MATERIAL FOR THE TASK >>
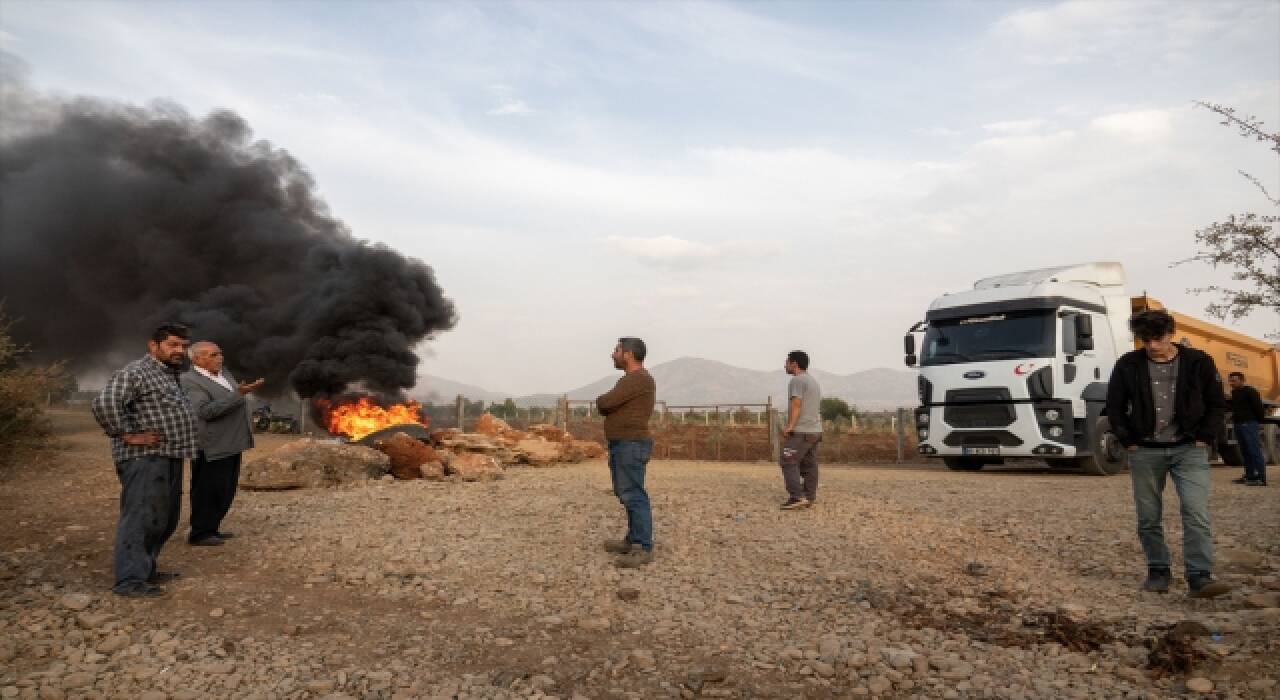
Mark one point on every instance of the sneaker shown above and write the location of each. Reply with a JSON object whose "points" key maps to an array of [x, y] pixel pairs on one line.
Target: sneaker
{"points": [[617, 547], [1207, 586], [636, 558], [795, 503], [138, 590], [164, 577], [1157, 580]]}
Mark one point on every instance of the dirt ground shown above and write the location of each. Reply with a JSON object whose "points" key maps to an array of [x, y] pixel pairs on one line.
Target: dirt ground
{"points": [[900, 582]]}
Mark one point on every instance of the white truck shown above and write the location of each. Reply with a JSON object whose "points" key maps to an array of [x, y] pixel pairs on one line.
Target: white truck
{"points": [[1018, 366]]}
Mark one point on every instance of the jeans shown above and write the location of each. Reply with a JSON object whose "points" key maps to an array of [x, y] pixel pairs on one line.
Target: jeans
{"points": [[799, 462], [1249, 437], [150, 504], [627, 462], [1188, 466], [213, 489]]}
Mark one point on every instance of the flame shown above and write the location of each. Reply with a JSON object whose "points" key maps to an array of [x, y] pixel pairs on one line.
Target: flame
{"points": [[364, 416]]}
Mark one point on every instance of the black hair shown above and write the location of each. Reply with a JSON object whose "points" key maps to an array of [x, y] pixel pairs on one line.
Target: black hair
{"points": [[170, 329], [635, 347], [1150, 325]]}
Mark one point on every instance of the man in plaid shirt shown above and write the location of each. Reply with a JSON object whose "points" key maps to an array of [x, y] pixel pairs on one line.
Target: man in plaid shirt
{"points": [[152, 429]]}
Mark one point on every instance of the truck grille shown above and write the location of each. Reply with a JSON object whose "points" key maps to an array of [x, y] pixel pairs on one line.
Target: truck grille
{"points": [[978, 408]]}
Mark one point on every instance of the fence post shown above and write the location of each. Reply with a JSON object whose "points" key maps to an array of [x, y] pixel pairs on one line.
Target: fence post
{"points": [[900, 419], [775, 447]]}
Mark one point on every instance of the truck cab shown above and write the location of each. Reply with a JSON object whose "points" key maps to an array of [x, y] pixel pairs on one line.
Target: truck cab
{"points": [[1018, 367]]}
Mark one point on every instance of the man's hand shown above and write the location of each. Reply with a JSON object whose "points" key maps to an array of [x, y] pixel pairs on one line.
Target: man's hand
{"points": [[142, 439]]}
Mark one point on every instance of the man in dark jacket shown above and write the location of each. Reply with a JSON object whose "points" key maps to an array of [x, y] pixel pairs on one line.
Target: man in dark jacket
{"points": [[1247, 413], [1166, 405]]}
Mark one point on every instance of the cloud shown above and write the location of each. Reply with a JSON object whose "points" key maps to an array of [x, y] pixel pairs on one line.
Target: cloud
{"points": [[1020, 126], [511, 108], [1137, 126], [668, 251]]}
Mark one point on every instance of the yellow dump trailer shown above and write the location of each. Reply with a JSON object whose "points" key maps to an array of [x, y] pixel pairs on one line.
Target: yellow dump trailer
{"points": [[1234, 352]]}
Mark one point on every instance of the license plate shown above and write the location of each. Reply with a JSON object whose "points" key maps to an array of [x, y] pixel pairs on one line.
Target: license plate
{"points": [[991, 451]]}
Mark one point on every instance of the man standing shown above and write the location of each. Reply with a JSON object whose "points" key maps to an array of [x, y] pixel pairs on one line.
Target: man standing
{"points": [[152, 430], [1165, 403], [1247, 413], [224, 434], [627, 408], [801, 434]]}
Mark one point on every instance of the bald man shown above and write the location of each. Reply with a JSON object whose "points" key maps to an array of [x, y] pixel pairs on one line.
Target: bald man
{"points": [[225, 431]]}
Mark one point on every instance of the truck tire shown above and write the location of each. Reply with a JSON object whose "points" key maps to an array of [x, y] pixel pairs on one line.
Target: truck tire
{"points": [[1109, 456], [963, 463], [1230, 454], [1271, 443]]}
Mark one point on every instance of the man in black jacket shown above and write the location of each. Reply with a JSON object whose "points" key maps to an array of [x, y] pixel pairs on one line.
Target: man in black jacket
{"points": [[1166, 405], [1247, 413]]}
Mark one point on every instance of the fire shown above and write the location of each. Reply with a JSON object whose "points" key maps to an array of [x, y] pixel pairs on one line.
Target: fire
{"points": [[364, 416]]}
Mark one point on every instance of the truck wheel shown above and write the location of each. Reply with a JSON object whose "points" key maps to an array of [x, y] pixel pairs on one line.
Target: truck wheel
{"points": [[963, 463], [1232, 454], [1271, 443], [1109, 456]]}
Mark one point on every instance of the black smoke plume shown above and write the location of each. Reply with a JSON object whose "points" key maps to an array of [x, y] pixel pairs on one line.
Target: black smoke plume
{"points": [[114, 218]]}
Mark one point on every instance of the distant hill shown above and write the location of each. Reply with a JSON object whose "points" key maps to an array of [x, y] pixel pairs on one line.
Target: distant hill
{"points": [[693, 380]]}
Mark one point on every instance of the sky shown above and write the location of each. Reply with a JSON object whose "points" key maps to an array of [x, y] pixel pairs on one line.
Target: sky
{"points": [[726, 181]]}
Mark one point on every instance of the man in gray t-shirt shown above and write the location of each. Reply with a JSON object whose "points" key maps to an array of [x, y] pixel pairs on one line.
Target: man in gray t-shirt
{"points": [[803, 433]]}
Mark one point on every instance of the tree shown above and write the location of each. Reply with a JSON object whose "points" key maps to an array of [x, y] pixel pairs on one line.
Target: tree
{"points": [[24, 389], [832, 408], [1246, 243]]}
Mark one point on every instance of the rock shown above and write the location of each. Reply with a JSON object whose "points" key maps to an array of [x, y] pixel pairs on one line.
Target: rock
{"points": [[1200, 685], [113, 644], [407, 454], [643, 659], [310, 463], [76, 600], [471, 466], [899, 658], [77, 680], [1262, 600]]}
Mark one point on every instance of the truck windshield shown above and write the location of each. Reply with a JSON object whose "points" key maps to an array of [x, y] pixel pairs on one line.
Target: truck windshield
{"points": [[992, 337]]}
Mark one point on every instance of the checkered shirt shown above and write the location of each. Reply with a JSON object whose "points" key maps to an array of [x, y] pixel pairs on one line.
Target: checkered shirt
{"points": [[145, 396]]}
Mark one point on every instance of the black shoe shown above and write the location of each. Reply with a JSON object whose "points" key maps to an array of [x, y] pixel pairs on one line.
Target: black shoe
{"points": [[1206, 586], [795, 504], [138, 590], [1157, 580]]}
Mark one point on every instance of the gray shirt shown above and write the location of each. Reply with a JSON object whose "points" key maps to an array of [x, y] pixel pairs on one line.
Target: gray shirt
{"points": [[810, 399], [1164, 390]]}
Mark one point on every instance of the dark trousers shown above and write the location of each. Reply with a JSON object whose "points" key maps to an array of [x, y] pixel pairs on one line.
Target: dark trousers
{"points": [[213, 489], [799, 463], [150, 507], [627, 462], [1249, 437]]}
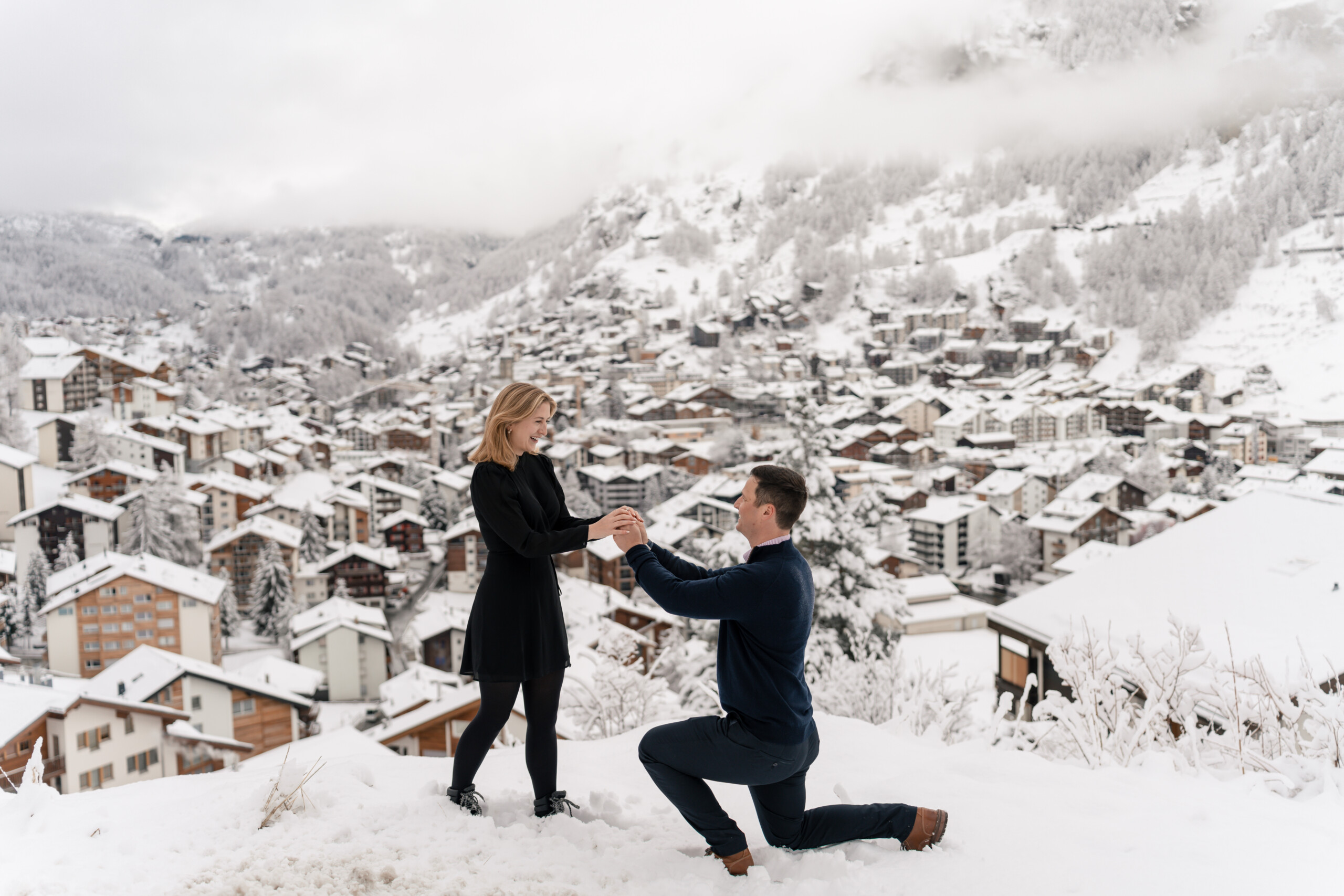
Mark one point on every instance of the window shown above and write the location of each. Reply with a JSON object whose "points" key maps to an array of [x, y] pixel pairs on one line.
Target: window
{"points": [[142, 761]]}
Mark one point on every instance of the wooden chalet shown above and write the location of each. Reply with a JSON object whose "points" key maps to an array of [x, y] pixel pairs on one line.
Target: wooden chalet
{"points": [[111, 480], [365, 571], [405, 532]]}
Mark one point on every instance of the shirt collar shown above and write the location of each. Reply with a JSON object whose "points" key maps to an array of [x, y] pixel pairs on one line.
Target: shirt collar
{"points": [[780, 541]]}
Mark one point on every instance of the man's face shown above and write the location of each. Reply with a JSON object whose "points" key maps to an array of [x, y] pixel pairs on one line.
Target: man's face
{"points": [[752, 518]]}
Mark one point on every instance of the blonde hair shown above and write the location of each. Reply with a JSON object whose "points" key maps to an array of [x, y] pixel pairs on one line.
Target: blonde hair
{"points": [[512, 405]]}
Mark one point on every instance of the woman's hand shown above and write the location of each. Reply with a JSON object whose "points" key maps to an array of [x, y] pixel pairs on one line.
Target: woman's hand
{"points": [[617, 522]]}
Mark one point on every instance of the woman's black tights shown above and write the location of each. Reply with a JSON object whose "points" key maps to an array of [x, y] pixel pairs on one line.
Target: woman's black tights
{"points": [[541, 702]]}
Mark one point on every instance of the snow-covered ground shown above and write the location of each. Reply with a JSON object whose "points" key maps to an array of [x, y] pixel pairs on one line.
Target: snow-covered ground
{"points": [[378, 823]]}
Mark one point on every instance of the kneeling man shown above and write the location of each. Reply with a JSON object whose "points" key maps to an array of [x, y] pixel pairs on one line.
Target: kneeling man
{"points": [[768, 739]]}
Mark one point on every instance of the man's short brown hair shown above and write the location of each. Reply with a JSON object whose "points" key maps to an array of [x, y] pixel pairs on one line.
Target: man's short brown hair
{"points": [[783, 488]]}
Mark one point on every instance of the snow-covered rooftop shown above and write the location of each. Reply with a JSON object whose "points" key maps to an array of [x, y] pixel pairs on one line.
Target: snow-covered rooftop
{"points": [[1266, 566]]}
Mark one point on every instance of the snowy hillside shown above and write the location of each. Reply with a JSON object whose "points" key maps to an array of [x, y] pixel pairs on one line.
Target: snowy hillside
{"points": [[1186, 253], [377, 823]]}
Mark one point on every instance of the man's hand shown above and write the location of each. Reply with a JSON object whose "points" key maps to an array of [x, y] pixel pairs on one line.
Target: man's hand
{"points": [[634, 535]]}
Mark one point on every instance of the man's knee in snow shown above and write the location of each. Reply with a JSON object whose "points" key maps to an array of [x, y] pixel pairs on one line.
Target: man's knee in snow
{"points": [[781, 841], [648, 746]]}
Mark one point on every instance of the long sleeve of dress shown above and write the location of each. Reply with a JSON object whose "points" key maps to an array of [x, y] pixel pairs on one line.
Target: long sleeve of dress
{"points": [[565, 520], [496, 501]]}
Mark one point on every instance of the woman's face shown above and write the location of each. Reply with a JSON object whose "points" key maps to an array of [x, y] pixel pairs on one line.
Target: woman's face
{"points": [[524, 434]]}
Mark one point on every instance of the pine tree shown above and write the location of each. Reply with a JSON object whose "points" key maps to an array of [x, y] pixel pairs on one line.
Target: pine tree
{"points": [[272, 593], [229, 617], [850, 594], [68, 554], [151, 522], [92, 444], [313, 546], [34, 589], [435, 510], [8, 614]]}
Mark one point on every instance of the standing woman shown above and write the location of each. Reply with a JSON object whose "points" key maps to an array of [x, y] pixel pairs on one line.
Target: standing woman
{"points": [[515, 636]]}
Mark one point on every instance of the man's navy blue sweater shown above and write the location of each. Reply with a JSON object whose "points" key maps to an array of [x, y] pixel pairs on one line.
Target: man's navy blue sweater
{"points": [[765, 612]]}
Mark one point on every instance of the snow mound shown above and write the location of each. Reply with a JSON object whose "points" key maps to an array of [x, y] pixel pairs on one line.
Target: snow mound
{"points": [[380, 823]]}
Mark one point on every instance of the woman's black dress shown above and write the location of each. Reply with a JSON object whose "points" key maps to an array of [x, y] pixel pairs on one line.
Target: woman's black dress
{"points": [[517, 629]]}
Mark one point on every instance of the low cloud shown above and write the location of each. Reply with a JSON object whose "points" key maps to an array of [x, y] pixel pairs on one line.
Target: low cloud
{"points": [[506, 116]]}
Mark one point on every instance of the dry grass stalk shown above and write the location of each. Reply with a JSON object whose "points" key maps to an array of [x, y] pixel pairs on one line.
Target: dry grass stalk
{"points": [[279, 803]]}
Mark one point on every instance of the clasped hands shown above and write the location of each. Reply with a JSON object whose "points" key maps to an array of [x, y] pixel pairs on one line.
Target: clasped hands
{"points": [[623, 523]]}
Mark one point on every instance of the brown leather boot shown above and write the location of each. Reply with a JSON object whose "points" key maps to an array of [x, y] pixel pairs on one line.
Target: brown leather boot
{"points": [[737, 863], [929, 828]]}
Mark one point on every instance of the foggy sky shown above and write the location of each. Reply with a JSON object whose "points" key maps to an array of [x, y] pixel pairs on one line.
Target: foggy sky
{"points": [[506, 116]]}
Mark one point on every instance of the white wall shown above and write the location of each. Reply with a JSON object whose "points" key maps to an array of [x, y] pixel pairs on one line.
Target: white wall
{"points": [[195, 628], [64, 640], [147, 735], [100, 535], [343, 666], [215, 715]]}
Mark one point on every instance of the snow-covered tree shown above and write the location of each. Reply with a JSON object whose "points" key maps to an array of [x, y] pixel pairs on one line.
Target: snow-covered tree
{"points": [[8, 614], [1018, 550], [230, 621], [1150, 473], [850, 594], [92, 442], [435, 508], [34, 589], [580, 503], [151, 522], [68, 554], [272, 593], [14, 431], [313, 546]]}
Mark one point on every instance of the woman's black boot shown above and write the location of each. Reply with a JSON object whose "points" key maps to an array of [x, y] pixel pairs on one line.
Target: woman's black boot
{"points": [[554, 805], [469, 800]]}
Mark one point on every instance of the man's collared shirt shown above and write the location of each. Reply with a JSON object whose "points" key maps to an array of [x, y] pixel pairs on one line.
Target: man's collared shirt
{"points": [[780, 541]]}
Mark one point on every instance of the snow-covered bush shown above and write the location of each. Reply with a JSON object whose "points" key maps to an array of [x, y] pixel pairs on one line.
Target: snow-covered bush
{"points": [[879, 688], [1133, 698], [616, 696], [1127, 698]]}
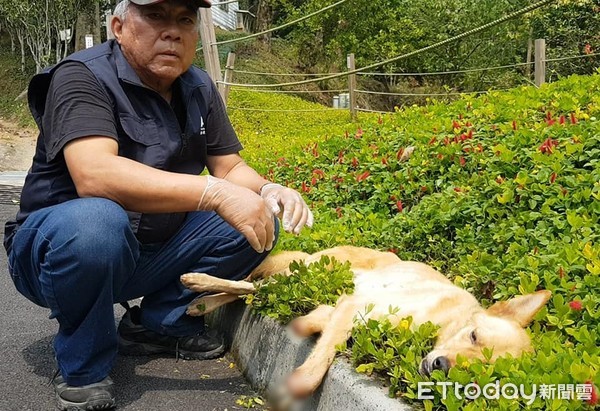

SHORT TASK >>
Please reproduce the data word for word, starting with the line that contains "Mark one point on every instance of the rock" and going on through the line that contains "Target: rock".

RESULT FOR THIS TASK >>
Mark one point on every instance of the rock shown above and write the location of each. Reply with a JSON object whose "points" key maps to an array of [x, y] pixel pairs on one line.
Target: rock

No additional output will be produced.